* _WHAT TO PRODUCE_:
Put every line of the data below into a Markdown table with the columns Row and Line. Number the rows in order and leave out blank lines.

※ ※ ※

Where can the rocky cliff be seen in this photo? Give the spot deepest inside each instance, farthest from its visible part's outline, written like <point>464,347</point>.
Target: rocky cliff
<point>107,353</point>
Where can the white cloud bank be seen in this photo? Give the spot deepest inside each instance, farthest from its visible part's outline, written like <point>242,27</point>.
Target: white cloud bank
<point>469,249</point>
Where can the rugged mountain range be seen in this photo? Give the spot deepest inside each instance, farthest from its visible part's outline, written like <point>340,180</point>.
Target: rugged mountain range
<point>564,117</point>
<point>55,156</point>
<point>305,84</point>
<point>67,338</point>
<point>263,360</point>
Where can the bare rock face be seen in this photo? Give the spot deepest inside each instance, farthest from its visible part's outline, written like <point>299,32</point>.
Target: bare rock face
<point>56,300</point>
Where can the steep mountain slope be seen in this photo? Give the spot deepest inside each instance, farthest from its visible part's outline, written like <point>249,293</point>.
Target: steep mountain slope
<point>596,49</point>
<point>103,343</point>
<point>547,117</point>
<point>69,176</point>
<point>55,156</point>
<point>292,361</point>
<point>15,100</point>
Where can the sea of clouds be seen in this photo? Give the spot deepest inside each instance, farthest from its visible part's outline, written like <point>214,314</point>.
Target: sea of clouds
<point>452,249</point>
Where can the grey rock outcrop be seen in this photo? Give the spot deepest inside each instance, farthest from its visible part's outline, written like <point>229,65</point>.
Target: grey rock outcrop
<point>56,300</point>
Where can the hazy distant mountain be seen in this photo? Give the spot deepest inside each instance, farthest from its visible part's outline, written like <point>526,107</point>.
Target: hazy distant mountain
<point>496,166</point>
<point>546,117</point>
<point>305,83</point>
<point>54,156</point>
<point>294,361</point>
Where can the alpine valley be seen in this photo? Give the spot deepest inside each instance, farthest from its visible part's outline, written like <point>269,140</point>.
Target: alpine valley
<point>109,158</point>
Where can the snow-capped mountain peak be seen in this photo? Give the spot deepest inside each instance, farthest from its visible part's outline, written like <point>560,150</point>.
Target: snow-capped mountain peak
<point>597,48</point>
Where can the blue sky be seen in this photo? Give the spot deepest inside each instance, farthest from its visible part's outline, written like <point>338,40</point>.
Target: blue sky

※ ※ ※

* _WRITTEN RESPONSE_:
| Row | Line |
|---|---|
| 1 | Where can the rocky cliff be seen in this photo? Give the spot deepest inside each instance, farthest from its visible part's outline, written like <point>464,347</point>. |
| 2 | Target: rocky cliff |
| 3 | <point>107,353</point> |
| 4 | Where can the white cloud bank be seen in this photo? Give the spot deepest inside each instance, farthest from its visible part's outline, written like <point>242,27</point>. |
| 5 | Target: white cloud bank |
| 6 | <point>469,249</point> |
| 7 | Where can the rugged mountain range be seen in this photo? Give the spot deepest inside each instance, farthest from its visible part's outline, written like <point>340,180</point>. |
| 8 | Target: rugged mountain range |
| 9 | <point>564,117</point> |
| 10 | <point>55,156</point> |
| 11 | <point>305,84</point> |
| 12 | <point>67,338</point> |
| 13 | <point>263,360</point> |
| 14 | Where can the bare rock face be seen in this photo? Give the spot deepest inside each instance, farthest from its visible part's outline, written like <point>299,32</point>. |
| 15 | Target: bare rock face |
| 16 | <point>56,300</point> |
| 17 | Where can the steep mountain slope be seen in this photo? Give the spot deepest inside each instance, farthest from its visible part's outline, written like <point>249,293</point>. |
| 18 | Target: steep mountain slope |
| 19 | <point>596,49</point> |
| 20 | <point>103,343</point> |
| 21 | <point>547,117</point> |
| 22 | <point>69,176</point> |
| 23 | <point>55,156</point> |
| 24 | <point>292,361</point> |
| 25 | <point>15,100</point> |
| 26 | Where can the sea of clouds be seen in this photo? Give the spot deepest inside each instance, farthest from its visible part's outline, written like <point>214,314</point>. |
| 27 | Target: sea of clouds |
| 28 | <point>452,249</point> |
| 29 | Where can the grey rock outcrop be seen in this photo? Give the spot deepest inside each instance, farthest from its visible part's outline, written like <point>229,65</point>. |
| 30 | Target: grey rock outcrop |
| 31 | <point>56,300</point> |
| 32 | Where can the hazy distant mountain be seen in this photo? Give the spot deepest inside each instance, farthest from its visible part's outline, written like <point>526,107</point>. |
| 33 | Target: hazy distant mountain |
| 34 | <point>496,166</point> |
| 35 | <point>546,117</point> |
| 36 | <point>305,83</point> |
| 37 | <point>54,156</point> |
| 38 | <point>294,361</point> |
| 39 | Where can the alpine valley be seen in this photo? Give the spot deepest inside each instance, farthest from its visible part's outline, written like <point>269,140</point>. |
| 40 | Target: alpine valley |
| 41 | <point>109,158</point> |
| 42 | Where can the snow-capped mountain peak be seen in this photo? Give the spot deepest inside each instance, farthest from its visible part's outline, written like <point>560,150</point>. |
| 43 | Target: snow-capped mountain peak |
| 44 | <point>597,48</point> |
| 45 | Where can the blue sky be seen in this photo? Give the spot deepest inside each instance, farthest from its visible part's outline, written like <point>338,40</point>. |
| 46 | Target: blue sky |